_Material shown_
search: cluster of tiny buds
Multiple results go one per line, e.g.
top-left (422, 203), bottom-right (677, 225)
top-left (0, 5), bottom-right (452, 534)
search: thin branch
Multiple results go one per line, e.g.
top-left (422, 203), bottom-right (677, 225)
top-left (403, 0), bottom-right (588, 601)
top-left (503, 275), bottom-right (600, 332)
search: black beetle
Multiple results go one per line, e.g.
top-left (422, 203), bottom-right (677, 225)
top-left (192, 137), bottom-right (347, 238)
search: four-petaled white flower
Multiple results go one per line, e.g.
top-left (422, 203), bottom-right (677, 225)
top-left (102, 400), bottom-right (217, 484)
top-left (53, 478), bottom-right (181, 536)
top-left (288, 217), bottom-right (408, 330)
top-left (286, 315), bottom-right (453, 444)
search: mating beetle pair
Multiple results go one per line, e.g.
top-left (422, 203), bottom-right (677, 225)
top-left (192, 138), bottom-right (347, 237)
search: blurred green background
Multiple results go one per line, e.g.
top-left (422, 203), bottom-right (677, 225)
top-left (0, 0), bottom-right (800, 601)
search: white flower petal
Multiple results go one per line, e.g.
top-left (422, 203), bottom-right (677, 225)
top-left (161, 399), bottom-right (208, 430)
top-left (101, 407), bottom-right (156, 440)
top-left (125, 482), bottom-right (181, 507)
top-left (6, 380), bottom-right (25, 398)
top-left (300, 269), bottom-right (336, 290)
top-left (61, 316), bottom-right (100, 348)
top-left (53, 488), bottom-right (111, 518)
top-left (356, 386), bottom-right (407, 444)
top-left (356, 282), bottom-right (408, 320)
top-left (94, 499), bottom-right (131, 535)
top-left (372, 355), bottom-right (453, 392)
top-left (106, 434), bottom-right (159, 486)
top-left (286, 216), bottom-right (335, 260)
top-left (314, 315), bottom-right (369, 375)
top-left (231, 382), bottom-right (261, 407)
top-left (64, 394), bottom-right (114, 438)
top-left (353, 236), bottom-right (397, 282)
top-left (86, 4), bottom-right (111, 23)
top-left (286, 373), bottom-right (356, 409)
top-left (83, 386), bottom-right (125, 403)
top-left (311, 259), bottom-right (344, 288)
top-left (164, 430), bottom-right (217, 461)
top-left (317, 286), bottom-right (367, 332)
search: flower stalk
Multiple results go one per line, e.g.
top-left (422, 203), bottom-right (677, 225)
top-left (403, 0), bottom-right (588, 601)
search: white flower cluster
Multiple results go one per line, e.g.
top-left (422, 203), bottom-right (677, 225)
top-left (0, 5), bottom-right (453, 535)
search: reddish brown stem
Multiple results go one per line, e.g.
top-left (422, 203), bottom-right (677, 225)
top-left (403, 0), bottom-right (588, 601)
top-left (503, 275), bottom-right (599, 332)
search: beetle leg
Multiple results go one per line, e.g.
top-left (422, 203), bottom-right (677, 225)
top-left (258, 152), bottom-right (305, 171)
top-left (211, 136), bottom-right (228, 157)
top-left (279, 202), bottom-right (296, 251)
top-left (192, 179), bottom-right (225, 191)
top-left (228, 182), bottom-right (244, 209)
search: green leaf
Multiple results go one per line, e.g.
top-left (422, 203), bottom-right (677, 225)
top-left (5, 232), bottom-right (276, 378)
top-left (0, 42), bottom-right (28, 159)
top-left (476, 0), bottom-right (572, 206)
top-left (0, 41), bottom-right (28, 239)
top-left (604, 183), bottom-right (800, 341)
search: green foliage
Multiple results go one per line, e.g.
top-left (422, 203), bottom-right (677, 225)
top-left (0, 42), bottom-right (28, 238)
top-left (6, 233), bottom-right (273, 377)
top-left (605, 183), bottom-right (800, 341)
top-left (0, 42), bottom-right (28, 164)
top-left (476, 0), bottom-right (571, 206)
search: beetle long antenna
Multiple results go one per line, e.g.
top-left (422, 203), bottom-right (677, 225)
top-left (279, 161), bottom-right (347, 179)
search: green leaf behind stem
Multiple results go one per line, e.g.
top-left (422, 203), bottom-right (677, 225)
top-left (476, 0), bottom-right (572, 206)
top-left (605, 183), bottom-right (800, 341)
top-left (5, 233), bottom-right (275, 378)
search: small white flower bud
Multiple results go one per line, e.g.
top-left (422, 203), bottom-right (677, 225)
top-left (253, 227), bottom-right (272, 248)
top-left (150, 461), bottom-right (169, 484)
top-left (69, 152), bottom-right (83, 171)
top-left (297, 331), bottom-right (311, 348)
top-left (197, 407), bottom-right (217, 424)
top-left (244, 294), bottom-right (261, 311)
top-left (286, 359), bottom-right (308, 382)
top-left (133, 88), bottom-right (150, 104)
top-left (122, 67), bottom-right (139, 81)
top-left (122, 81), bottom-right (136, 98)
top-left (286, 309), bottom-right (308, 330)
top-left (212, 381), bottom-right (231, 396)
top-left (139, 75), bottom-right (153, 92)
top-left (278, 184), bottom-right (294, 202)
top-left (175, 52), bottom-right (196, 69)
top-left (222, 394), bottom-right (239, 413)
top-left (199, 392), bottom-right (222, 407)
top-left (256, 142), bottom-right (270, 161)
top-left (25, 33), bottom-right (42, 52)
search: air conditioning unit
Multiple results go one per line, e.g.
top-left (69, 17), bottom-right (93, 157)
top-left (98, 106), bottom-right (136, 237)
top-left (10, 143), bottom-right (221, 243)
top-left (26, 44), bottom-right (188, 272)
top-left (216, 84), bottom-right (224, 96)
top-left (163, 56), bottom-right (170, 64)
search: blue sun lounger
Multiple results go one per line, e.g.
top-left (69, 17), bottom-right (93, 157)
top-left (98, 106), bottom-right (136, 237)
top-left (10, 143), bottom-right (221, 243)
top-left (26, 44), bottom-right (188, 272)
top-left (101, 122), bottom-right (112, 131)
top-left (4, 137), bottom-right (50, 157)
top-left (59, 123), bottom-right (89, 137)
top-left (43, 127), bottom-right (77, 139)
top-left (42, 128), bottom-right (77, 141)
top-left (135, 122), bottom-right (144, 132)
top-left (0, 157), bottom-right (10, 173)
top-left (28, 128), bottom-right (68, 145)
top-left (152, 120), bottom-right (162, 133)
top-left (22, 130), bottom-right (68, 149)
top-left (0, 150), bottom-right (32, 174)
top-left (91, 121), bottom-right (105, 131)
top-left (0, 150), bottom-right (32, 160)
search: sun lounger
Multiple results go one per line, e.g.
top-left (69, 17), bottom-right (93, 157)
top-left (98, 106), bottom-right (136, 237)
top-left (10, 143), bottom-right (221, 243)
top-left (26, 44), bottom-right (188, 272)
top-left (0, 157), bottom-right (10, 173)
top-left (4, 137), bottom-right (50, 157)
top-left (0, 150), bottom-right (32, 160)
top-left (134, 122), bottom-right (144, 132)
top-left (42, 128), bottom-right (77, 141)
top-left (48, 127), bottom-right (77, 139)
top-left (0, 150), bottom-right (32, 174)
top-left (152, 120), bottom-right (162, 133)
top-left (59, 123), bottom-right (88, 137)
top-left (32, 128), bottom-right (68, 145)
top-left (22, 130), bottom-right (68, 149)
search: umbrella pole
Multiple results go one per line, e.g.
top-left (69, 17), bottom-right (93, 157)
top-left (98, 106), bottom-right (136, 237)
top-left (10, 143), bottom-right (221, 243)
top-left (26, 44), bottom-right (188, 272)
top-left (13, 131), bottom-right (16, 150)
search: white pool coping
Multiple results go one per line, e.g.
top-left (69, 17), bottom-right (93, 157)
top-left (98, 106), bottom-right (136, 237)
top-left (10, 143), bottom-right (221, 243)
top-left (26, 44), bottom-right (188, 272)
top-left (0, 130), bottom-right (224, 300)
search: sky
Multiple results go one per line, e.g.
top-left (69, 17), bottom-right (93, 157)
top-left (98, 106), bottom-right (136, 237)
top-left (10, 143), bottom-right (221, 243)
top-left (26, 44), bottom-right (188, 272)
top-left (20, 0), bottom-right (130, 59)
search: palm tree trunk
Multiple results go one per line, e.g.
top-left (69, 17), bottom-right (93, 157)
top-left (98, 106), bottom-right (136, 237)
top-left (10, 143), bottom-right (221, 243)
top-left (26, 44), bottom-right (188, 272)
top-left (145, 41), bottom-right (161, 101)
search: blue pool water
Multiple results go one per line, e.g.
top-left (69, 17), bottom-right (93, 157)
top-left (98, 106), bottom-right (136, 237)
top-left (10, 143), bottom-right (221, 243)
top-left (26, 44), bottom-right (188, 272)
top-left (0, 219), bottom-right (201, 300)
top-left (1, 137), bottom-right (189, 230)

_Directions_
Reproduce, character for character, the lines of the data starting at the line containing "search: blue sun lounger" and ending at the line containing "top-left (135, 122), bottom-right (144, 132)", with both of those lines included.

_Finished answer_
search: blue sun lounger
Multiple results go one per line, e.g.
top-left (69, 17), bottom-right (93, 157)
top-left (98, 106), bottom-right (136, 237)
top-left (10, 143), bottom-right (221, 243)
top-left (26, 44), bottom-right (188, 272)
top-left (101, 122), bottom-right (112, 131)
top-left (4, 137), bottom-right (50, 157)
top-left (59, 123), bottom-right (89, 137)
top-left (43, 127), bottom-right (77, 139)
top-left (42, 128), bottom-right (77, 141)
top-left (135, 122), bottom-right (144, 132)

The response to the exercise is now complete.